**REQUIRED WORK**
Swap "disc" for "circle" everywhere it occurs in the rows below, and write all the rows out again with nothing else changed.

-- begin --

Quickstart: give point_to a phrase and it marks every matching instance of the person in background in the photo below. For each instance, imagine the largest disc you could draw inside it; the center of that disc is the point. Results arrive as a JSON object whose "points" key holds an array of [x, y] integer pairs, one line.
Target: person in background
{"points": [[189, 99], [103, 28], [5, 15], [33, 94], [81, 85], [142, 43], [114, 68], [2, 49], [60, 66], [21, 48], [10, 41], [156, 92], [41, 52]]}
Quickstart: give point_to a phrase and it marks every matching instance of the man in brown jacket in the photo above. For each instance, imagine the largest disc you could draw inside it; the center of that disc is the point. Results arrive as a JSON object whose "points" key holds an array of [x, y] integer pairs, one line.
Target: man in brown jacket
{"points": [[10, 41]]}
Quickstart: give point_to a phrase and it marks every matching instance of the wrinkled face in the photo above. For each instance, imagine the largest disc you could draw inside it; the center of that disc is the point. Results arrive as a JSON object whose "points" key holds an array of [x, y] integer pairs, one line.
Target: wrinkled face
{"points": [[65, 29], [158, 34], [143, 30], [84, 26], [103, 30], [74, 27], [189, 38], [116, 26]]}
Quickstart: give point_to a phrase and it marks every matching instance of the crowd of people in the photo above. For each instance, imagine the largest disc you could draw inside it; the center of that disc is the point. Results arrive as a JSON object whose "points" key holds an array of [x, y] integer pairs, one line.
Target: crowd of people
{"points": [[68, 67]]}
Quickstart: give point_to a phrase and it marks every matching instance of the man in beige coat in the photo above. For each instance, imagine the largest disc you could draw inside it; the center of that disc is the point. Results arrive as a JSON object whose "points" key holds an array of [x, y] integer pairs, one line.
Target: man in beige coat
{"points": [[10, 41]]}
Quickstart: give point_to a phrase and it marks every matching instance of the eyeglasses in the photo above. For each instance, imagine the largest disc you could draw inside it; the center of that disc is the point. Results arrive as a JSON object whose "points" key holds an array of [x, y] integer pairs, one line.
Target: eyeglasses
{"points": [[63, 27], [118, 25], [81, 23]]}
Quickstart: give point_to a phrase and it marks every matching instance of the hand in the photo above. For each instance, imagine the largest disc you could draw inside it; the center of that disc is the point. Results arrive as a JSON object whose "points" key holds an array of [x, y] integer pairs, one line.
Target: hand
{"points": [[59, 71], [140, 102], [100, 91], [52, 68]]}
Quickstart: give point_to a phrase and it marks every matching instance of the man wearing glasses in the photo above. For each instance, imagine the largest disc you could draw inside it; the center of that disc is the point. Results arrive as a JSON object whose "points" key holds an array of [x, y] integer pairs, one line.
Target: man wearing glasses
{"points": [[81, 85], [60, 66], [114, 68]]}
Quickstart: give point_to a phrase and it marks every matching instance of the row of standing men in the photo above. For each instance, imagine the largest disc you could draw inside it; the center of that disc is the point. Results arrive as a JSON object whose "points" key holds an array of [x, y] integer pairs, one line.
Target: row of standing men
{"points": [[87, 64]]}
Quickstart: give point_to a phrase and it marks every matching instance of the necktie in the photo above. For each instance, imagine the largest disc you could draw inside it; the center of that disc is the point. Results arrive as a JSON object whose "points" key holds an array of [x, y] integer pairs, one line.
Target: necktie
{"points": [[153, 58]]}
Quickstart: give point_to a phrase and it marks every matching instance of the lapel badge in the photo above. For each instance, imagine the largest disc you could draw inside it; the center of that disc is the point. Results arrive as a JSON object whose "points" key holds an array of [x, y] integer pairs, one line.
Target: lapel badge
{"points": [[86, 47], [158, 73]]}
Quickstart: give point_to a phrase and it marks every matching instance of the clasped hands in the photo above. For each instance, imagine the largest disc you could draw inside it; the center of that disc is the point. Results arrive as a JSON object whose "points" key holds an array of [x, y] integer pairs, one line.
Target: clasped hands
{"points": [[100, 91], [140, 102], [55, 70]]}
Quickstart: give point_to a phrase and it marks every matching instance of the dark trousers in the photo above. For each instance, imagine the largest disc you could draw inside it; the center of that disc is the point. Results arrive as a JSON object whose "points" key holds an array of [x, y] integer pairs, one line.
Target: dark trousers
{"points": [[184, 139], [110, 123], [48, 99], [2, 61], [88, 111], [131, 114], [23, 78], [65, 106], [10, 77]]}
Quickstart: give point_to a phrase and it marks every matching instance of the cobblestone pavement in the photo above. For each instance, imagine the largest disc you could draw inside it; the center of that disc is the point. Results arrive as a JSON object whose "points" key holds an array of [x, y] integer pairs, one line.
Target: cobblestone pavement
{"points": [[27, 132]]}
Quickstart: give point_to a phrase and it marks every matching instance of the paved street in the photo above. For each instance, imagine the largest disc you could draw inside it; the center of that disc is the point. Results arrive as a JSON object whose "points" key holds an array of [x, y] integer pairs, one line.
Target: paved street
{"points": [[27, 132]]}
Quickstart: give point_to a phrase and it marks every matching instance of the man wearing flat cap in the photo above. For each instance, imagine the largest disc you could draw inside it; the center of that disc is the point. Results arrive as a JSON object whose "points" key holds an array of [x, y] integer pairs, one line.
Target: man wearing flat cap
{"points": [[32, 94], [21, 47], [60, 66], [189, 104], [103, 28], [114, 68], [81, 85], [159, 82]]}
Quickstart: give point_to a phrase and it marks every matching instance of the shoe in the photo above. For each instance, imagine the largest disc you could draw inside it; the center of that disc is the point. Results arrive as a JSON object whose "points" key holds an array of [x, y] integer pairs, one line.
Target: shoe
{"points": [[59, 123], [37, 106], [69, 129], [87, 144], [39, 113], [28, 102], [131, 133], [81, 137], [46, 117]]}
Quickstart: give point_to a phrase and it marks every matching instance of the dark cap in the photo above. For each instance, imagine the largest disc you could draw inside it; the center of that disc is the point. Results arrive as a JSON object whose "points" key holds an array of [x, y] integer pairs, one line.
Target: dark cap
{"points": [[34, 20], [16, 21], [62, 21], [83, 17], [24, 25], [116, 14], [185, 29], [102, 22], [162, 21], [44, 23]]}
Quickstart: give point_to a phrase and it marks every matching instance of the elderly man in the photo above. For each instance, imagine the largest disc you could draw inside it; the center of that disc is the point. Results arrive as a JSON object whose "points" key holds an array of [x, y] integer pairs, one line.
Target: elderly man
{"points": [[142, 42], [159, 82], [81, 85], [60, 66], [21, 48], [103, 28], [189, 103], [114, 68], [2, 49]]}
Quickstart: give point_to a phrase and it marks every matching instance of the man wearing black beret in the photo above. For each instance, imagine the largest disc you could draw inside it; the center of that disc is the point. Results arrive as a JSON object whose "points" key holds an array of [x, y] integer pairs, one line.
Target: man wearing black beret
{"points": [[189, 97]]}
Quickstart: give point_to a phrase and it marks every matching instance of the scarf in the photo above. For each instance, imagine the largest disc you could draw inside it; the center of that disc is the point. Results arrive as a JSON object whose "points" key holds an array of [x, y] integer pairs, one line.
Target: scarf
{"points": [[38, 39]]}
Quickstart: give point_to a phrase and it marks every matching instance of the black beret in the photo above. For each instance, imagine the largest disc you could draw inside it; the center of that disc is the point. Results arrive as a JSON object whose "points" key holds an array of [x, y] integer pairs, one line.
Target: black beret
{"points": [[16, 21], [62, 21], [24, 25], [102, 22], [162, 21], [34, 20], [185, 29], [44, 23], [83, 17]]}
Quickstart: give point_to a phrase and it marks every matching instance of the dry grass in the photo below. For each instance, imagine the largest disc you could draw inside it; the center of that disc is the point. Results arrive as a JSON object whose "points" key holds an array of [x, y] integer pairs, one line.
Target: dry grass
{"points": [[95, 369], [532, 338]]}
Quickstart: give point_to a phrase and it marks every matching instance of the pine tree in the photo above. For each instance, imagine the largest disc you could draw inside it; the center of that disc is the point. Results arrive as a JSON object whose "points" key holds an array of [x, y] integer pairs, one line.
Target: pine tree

-- end --

**FULL RESPONSE**
Quickstart: give point_to a phrase and it marks every matching instance of the person in background in the photo below. For each instance, imagine the largest circle you could draw inside it; the center of that circle is the point. Results arrive as a JSON object whose "points" key holds an array of [x, y] integer pairs, one line.
Target: person in background
{"points": [[189, 99], [103, 28], [5, 15], [33, 94], [81, 85], [142, 43], [114, 68], [2, 49], [60, 66], [21, 48], [10, 41], [156, 92], [41, 52]]}
Quickstart: give point_to a phrase and it marks every matching instance of the man in brown jacket in the photo above. For each instance, imagine the largest circle you could draw inside it; the center of that circle is the point. Results arrive as a JSON object whose "points" key holds an array of [x, y] integer pairs, one line.
Target: man in brown jacket
{"points": [[10, 41]]}
Quickstart: give point_to a phrase and it marks every matching instance of the wrinkled face in the photo above. For each instance, imagine the largest circle you could draw inside it; the center of that circle is the point. Results arrive as a JSON object whose "points" key holds an array of [x, y] integer pairs, one line.
Target: wrinkled face
{"points": [[65, 29], [158, 34], [143, 30], [84, 26], [103, 30], [74, 27], [189, 38], [116, 26]]}
Quickstart: give point_to a phrase and it marks every matching instance of the crowd of people in the photo above. For each instance, imagine the largest circle you could draw inside it; the center of that circle is the point. Results arrive as a JSON object whose "points" key holds an array of [x, y] integer pairs, one line.
Target: crowd of people
{"points": [[68, 67]]}
Quickstart: give point_to a phrase and it marks every matching instance of the man in beige coat in the photo above. For each instance, imagine the largest circle you could draw inside it; the center of that circle is the point. Results arrive as a JSON object whose "points" key holds an array of [x, y] integer pairs, one line.
Target: man in beige coat
{"points": [[10, 41]]}
Quickstart: give point_to a phrase and it marks every matching instance of the eyeglasses in the photo above. For each instance, imagine the largest circle you could draw inside it; the center of that circle is the point. Results arrive as a JSON object whose "points" key holds an array of [x, y] integer pairs, one line.
Target: eyeglasses
{"points": [[63, 27], [118, 25], [81, 23]]}
Quickstart: give point_to a phrase and it marks every matching instance of the hand in the photo above. For each instance, imagine the largest circle you could draw inside it; the center of that circle is the point. Results arrive as a JSON object whose "points" key holds an array of [x, y] integer pairs, one line.
Target: hand
{"points": [[59, 71], [140, 102], [100, 91], [52, 68]]}
Quickstart: give point_to a phrase and it marks every matching instance of the man wearing glasses in the photo above. For each instance, imagine the largest circle you could draw inside it; the center of that circle is the point. Results arrive as a JSON object whose "points" key holds an array of [x, y] integer pairs, one line.
Target: man wearing glasses
{"points": [[81, 85], [60, 66], [114, 68]]}
Quickstart: give point_to a phrase and it marks every matching instance of the row of standing men in the photo above. For each instance, imagine the largest circle you could draw inside it; the center of that circle is the point. Results arrive as a JSON object whose "points" key holds an array of [x, y] integer pairs, one line.
Target: row of standing men
{"points": [[87, 64]]}
Quickstart: give point_to a phrase and it marks every matching instance of the necktie in the photo above. For each instance, imagine the largest circle you could draw inside it; the center of that circle is the point. Results arrive as a JSON object whose "points" key holds an array of [x, y] integer pairs, one line.
Target: necktie
{"points": [[153, 58]]}
Quickstart: give point_to a phrase and it marks every matching instance of the lapel badge in the photo above. For each instance, imagine the largest circle you could draw inside it; the center of that circle is the point. Results arrive as a JSON object whose "points" key holds an array of [x, y] integer pairs, one line.
Target: lapel badge
{"points": [[86, 47], [158, 73]]}
Quickstart: give point_to a phrase and it marks every matching instance of the clasped hands in the photo above. For each instance, imagine the largest circle you could draw inside it; the center of that circle is the point. Results arrive as a JSON object whose "points" key holds an array of [x, y] integer pairs, one line.
Target: clasped hands
{"points": [[100, 91], [140, 102], [55, 70]]}
Quickstart: give point_to a phrase and it marks every matching instance of the dark trousers in the photo above. For each instance, imagine the largest circle you could draw inside it; the center of that circle is the point. Results arrive as a JSON object whose "points" key holds an array of [x, y] integer pairs, one line.
Target: dark trousers
{"points": [[184, 139], [110, 123], [48, 99], [2, 61], [88, 111], [131, 114], [23, 78], [65, 106], [10, 77]]}
Quickstart: give point_to a phrase and it marks every matching instance of the cobblestone pavement in the photo above. For each instance, imagine the largest circle you could draw inside it; the center of that circle is the point. Results arrive as a JSON object whose "points" key holds an array of [x, y] integer pairs, one line.
Target: cobblestone pavement
{"points": [[27, 132]]}
Quickstart: give point_to a phrase and it marks every matching instance of the paved street in the photo above. For each instance, imagine the largest circle you could draw inside it; the center of that circle is the point. Results arrive as a JSON object whose "points" key holds an array of [x, y] integer pairs, one line.
Target: paved street
{"points": [[27, 132]]}
Quickstart: give point_to a phrase and it marks every matching instance of the man wearing flat cap in the photo above. For each instance, imagine the largest circle you could draw inside it; the center of that circle is the point. Results arrive as a JSON object whose "points" key holds an array of [x, y] integer pairs, one line.
Target: man wearing flat cap
{"points": [[32, 94], [21, 47], [60, 66], [189, 104], [103, 28], [114, 68], [81, 85], [159, 82]]}
Quickstart: give point_to a phrase and it marks every matching instance of the shoe in the photo above. For each instance, imagine the largest circle you could draw inside it; the center of that circle is the point. Results arrive as a JSON object whose "points" key holds an array of [x, y] integer pairs, one line.
Target: shoe
{"points": [[59, 123], [37, 106], [69, 129], [87, 144], [39, 113], [28, 102], [131, 133], [81, 137], [46, 117]]}
Quickstart: give point_to a phrase and it marks every matching instance of the dark cap in the photo above. For each instance, imagine the largest circle you could draw inside it; the center of that circle is the point. Results arrive as a JSON object whose "points" key holds an array of [x, y] integer pairs, one line.
Target: dark cap
{"points": [[34, 20], [16, 21], [62, 21], [83, 17], [24, 25], [116, 14], [185, 29], [102, 22], [162, 21], [44, 23]]}
Quickstart: give point_to a phrase and it marks every matching instance of the elderly man in the photo above. For each instance, imagine the largest circle you could draw inside it; the center of that circle is the point. Results arrive as a JSON object whose "points" key holds an array of [x, y] integer pairs, one line.
Target: elderly man
{"points": [[142, 42], [159, 82], [81, 85], [60, 66], [21, 48], [103, 28], [189, 103], [114, 68], [2, 49]]}
Quickstart: give point_to a phrase and it marks every matching instance of the man wearing black beret in the photo above. For each instance, imagine the largest circle you could draw inside it; the center of that circle is the point. Results arrive as a JSON object whose "points" key holds an array of [x, y] integer pairs, one line.
Target: man wearing black beret
{"points": [[189, 97]]}
Quickstart: give point_to a phrase and it marks every matching instance of the scarf in the photo above. For each instance, imagine the largest circle you could draw inside it; the center of that circle is the point. Results arrive as a JSON object whose "points" key holds an array of [x, y] integer pairs, one line.
Target: scarf
{"points": [[38, 39]]}
Quickstart: give point_to a phrase and it marks every matching instance of the black beret in the photo above. For each instance, imagine the largest circle you could draw inside it; the center of that circle is the point. Results arrive as a JSON object whose "points" key holds an array of [x, y] integer pairs, one line.
Target: black beret
{"points": [[16, 21], [62, 21], [24, 25], [102, 22], [162, 21], [34, 20], [185, 29], [44, 23], [83, 17]]}
Quickstart: give point_to a phrase and it marks every matching instance of the dry grass in the photo below. For each instance, imagine the largest circle you could draw inside it; the center of that circle is the point. Results arrive as a JSON object whose "points" key holds an array of [x, y] integer pairs, one line.
Target: dry grass
{"points": [[95, 369], [532, 338]]}
Quickstart: give point_to a phrase and it marks every matching instance of the pine tree in the photo above. For each instance, imagine the largest circle you could draw inside it; the center of that circle is the point. Results arrive as a JSON object whose "points" key holds an array of [x, y] integer pairs, one line.
Target: pine tree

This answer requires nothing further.